**Document extract:**
========================
Opinion
3:13-CR-000231-01
06-16-2021
KAYLA D. MCCLUSKY MAG. JUDGE
MEMORANDUM ORDER
TERRY A. DOUGHTY UNITED STATES DISTRORUDGE
Pending before the Court is Jason W. Harper's (“Harper”) Second Motion for Compassionate Release/Second Motion for Reduction of Sentence (“Motion”) [Doc. No. 62] filed on May 5, 2021. To the Motion, the Government filed a Response [Doc. No. 66] on June 4, 2021. For the reasons set forth herein, Harper's Motion is DENIED.
I. BACKGROUND
Harper was charged in an eleven-count indictment for various drug distribution and firearm possession offenses [Doc. No. 1]. On November 19, 2013, Harper plead guilty to Counts 1 and 9 (Conspiracy to Possess with Intent to Distribute Methamphetamine and Possession of a Firearm in Furtherance of a Drug Trafficking Offense). On April 7, 2014, Harper was sentenced to the Bureau of Prisons (“BOP”) to 120 months on Count 1, and 60 months on Count 9, to run consecutively [Doc. Nos. 27 and 30]. The 180-month sentence was due to the mandatory minimums required by his offenses of conviction.
Harper previously filed a Motion for Compassionate Release/Motion to Reduce Sentence [Doc. No. 46], which was dismissed without prejudice [Doc. No. 57] on September 23, 2020. A Motion for Reconsideration [Doc. No. 59] was denied [Doc. No. 60] on October 6, 2020.
========================
**Provided information:**
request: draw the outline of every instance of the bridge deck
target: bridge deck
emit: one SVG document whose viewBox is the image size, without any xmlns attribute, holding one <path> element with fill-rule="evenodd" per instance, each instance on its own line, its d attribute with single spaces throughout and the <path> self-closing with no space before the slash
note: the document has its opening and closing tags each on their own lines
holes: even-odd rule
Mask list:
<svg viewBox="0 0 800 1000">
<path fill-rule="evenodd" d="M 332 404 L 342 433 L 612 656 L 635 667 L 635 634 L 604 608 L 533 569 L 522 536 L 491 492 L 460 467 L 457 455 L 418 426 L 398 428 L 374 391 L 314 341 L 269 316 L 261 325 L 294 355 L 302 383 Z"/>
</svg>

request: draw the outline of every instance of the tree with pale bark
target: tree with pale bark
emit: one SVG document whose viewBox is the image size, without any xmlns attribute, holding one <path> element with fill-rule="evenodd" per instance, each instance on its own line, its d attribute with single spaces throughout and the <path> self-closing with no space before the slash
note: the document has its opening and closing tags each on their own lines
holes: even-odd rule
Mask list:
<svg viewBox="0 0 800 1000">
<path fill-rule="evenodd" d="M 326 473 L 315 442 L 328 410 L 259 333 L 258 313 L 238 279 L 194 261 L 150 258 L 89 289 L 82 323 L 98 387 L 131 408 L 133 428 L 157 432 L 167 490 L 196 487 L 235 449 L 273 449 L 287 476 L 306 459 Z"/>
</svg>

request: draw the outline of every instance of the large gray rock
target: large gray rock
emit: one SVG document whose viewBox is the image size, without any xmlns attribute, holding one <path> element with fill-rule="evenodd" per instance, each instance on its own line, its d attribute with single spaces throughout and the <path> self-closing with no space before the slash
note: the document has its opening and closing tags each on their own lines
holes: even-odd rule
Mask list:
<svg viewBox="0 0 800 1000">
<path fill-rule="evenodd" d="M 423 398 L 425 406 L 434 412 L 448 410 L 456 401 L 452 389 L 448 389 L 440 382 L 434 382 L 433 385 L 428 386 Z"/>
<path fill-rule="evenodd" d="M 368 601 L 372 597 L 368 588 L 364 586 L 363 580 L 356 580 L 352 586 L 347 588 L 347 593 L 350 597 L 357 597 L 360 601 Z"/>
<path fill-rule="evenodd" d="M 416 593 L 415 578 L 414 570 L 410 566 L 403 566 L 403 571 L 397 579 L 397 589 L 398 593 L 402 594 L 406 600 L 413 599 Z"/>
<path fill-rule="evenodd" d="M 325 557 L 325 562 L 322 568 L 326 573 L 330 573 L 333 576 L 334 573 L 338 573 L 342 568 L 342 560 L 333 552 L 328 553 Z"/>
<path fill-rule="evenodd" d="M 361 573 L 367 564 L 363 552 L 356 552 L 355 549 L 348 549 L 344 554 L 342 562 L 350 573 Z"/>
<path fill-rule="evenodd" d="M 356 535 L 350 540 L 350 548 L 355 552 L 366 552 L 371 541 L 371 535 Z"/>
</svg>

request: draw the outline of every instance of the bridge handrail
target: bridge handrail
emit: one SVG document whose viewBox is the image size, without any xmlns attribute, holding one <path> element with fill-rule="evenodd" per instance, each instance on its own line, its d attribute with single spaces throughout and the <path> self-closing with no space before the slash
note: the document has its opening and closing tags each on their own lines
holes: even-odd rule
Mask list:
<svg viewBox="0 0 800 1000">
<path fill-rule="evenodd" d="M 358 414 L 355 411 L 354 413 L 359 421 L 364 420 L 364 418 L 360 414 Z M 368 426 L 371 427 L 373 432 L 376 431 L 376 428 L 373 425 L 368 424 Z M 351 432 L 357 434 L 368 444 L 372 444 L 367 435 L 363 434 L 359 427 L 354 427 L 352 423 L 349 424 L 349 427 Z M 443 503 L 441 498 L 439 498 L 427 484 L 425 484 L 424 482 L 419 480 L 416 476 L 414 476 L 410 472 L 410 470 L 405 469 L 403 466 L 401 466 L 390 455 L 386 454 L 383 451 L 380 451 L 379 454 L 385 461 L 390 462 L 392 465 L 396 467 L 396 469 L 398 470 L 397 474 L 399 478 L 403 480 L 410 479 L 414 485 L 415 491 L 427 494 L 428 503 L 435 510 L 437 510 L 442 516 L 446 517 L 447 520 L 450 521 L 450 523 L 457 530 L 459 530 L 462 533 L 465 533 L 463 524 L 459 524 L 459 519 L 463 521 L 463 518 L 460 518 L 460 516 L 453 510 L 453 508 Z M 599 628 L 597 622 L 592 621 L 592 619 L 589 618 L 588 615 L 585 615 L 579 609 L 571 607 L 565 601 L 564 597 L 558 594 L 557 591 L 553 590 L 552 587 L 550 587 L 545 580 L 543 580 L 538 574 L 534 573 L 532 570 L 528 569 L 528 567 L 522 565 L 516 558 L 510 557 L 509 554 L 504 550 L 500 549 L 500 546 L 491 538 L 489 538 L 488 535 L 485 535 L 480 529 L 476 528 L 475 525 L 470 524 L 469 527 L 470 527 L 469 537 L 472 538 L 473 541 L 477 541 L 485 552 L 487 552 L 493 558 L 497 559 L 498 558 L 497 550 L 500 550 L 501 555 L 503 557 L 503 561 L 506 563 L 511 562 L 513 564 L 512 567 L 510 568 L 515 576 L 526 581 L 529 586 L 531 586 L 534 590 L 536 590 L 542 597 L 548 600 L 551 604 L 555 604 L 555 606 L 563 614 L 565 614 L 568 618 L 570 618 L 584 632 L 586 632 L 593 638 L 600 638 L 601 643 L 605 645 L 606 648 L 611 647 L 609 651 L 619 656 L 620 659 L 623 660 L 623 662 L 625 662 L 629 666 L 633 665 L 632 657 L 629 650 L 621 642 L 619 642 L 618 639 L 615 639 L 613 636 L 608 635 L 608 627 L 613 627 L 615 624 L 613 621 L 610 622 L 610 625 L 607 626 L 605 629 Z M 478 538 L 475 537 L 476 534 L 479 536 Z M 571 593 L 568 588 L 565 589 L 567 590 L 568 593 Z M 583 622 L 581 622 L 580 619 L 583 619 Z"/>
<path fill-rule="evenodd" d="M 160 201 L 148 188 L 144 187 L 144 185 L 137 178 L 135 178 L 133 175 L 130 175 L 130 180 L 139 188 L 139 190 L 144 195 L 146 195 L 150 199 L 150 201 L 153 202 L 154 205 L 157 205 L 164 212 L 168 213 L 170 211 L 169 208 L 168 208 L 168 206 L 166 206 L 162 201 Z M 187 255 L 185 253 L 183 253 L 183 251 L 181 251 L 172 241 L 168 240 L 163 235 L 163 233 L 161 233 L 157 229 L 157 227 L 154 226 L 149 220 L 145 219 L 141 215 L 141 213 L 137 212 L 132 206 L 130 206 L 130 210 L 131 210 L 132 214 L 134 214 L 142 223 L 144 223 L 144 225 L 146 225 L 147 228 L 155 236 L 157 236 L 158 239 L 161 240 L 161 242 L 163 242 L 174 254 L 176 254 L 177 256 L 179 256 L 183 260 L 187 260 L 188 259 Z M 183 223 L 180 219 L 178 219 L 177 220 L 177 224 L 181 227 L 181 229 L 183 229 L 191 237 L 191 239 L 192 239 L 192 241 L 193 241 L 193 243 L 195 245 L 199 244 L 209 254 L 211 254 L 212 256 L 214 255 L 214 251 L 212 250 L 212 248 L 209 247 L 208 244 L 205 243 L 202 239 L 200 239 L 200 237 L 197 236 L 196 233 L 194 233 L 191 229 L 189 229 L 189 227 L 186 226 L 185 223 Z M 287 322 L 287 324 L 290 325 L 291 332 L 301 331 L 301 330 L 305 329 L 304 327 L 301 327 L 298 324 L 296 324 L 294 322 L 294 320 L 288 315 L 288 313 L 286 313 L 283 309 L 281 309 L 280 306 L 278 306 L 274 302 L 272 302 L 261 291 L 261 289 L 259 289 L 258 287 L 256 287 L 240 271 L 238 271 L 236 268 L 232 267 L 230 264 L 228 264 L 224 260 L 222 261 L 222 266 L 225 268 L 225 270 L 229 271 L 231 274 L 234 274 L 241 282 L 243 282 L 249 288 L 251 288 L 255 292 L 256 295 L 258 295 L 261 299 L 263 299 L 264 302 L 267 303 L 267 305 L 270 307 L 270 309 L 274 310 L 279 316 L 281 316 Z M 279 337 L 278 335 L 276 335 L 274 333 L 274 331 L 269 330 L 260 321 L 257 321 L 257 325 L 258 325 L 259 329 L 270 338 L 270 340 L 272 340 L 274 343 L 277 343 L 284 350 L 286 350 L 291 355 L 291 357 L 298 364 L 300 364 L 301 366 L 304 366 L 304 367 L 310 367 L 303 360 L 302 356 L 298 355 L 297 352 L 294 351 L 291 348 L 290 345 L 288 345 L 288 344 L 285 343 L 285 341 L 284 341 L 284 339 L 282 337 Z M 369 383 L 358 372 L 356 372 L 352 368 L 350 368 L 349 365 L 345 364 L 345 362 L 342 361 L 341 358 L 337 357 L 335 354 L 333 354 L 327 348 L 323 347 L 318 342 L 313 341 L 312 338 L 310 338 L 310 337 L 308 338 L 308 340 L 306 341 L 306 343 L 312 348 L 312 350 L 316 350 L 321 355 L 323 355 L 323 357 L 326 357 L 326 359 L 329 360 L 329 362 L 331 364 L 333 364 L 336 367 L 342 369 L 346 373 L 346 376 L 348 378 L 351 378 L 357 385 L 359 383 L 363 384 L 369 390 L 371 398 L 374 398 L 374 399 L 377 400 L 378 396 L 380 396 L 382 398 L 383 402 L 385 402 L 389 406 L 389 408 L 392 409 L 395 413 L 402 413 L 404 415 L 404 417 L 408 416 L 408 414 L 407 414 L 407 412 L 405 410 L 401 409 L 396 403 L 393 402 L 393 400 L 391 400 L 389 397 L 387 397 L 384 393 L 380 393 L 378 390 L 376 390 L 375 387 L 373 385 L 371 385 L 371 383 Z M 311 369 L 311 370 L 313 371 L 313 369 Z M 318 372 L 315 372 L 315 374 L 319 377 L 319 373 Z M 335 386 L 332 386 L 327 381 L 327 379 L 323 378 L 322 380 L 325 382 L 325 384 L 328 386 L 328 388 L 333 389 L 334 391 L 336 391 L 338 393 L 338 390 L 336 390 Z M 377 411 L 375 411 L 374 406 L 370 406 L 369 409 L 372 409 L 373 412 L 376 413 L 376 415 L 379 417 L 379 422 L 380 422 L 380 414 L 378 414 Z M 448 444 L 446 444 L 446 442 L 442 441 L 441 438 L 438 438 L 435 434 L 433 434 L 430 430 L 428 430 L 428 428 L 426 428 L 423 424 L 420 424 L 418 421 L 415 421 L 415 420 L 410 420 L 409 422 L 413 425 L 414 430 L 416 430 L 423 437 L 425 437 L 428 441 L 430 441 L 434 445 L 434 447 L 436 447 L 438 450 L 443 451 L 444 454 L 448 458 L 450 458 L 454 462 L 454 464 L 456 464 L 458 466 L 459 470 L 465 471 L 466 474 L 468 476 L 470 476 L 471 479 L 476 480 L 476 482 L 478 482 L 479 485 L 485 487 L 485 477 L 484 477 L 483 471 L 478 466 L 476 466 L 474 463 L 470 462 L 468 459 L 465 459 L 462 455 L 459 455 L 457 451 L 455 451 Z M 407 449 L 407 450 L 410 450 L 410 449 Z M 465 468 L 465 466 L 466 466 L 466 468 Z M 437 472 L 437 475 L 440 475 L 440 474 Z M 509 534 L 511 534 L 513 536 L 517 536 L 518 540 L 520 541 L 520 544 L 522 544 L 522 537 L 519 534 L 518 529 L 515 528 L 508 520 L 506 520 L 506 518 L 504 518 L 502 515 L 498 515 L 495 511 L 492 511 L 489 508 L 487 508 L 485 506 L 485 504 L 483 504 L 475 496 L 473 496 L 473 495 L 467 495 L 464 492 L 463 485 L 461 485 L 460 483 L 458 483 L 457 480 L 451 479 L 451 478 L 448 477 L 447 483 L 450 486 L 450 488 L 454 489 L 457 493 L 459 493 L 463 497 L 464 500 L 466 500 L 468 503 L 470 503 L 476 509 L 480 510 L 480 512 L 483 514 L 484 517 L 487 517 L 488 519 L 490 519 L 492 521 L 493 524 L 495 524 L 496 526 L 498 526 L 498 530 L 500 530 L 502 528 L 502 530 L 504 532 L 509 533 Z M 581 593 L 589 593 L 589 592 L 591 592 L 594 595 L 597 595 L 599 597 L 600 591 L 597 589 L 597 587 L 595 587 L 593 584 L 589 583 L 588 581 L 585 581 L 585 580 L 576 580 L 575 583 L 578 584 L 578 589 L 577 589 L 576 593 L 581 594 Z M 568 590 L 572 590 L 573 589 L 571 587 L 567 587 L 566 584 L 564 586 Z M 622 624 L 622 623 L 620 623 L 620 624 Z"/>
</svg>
========================
**Required work:** From the memorandum order above, copy word for word the stretch from "Harper previously filed" through "October 6, 2020.".

**Final answer:**
Harper previously filed a Motion for Compassionate Release/Motion to Reduce Sentence [Doc. No. 46], which was dismissed without prejudice [Doc. No. 57] on September 23, 2020. A Motion for Reconsideration [Doc. No. 59] was denied [Doc. No. 60] on October 6, 2020.